◆ **Instructions to follow**
Read the data below. Every line holding the string "mountain" must be copied.
****
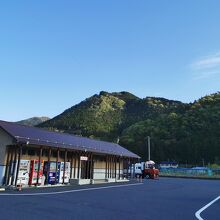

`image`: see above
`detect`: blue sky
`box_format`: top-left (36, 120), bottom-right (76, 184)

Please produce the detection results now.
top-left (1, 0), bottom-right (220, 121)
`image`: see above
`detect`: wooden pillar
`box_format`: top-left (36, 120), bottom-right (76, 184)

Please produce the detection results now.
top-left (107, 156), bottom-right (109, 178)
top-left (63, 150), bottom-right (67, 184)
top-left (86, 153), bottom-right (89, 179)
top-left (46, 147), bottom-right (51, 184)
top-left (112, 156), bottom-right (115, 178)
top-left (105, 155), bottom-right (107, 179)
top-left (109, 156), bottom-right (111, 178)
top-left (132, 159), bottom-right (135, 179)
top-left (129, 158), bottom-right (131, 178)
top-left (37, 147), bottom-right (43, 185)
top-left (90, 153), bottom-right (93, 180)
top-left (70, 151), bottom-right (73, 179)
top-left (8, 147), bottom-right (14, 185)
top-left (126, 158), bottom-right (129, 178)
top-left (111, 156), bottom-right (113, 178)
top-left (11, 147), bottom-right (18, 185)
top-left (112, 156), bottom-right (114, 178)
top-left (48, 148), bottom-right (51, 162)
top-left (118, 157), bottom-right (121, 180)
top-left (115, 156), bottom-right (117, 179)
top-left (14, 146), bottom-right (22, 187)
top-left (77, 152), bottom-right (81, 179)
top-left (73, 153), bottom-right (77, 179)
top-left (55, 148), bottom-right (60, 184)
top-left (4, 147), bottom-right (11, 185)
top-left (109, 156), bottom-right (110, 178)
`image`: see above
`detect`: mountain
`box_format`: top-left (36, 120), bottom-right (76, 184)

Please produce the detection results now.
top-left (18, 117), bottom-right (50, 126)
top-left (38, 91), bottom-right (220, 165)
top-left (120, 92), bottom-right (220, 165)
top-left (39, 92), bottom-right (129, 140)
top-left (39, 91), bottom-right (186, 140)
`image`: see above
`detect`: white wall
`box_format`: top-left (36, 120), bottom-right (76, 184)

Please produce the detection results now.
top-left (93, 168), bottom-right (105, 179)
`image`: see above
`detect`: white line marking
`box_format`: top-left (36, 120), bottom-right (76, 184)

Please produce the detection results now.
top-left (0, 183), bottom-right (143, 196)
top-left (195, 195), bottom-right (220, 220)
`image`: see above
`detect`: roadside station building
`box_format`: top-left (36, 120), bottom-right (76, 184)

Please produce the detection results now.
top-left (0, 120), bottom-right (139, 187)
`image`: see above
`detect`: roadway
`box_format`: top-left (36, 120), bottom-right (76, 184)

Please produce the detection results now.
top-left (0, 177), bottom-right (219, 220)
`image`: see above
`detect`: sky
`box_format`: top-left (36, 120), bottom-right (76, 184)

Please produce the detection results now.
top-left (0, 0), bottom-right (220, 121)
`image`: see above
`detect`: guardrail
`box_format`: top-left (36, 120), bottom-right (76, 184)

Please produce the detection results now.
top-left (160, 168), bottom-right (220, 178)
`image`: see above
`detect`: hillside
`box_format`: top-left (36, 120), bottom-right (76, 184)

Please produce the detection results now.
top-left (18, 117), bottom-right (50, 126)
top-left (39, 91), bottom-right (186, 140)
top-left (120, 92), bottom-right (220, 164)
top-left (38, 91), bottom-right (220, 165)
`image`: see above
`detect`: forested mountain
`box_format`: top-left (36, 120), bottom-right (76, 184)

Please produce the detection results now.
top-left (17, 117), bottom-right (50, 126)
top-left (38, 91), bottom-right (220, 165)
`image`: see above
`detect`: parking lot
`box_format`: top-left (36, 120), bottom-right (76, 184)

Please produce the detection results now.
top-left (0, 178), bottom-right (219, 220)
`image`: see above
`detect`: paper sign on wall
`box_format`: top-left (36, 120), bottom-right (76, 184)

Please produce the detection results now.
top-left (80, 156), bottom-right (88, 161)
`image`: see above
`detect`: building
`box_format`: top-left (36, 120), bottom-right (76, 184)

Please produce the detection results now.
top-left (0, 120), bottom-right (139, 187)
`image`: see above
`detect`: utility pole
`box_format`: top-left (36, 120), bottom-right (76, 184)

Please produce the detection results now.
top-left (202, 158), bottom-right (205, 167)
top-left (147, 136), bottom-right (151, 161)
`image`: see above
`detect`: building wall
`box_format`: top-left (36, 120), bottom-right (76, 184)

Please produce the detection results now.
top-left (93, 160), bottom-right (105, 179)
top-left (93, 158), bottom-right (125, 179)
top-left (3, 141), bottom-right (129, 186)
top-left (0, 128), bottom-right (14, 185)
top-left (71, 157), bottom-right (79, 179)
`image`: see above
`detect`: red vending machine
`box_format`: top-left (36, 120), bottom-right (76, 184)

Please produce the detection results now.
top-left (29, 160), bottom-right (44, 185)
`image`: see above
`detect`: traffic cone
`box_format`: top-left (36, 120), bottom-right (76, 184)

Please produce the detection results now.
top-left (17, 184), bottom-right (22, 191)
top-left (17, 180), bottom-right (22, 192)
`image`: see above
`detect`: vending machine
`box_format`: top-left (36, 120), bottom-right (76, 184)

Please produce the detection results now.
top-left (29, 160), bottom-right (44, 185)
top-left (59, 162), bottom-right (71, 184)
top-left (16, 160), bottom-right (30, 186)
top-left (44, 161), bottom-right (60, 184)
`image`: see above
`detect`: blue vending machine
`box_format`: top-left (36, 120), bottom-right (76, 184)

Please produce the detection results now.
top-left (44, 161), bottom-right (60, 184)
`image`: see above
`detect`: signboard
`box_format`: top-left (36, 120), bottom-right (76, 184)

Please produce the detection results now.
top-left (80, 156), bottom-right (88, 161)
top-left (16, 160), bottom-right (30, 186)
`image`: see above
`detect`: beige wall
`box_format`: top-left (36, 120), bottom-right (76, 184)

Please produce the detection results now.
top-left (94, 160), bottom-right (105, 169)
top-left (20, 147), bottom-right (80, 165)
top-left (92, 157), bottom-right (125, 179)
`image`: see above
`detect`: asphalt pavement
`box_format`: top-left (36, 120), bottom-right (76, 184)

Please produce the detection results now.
****
◆ **Solution to this problem**
`detect`: mountain
`detect`: forested mountain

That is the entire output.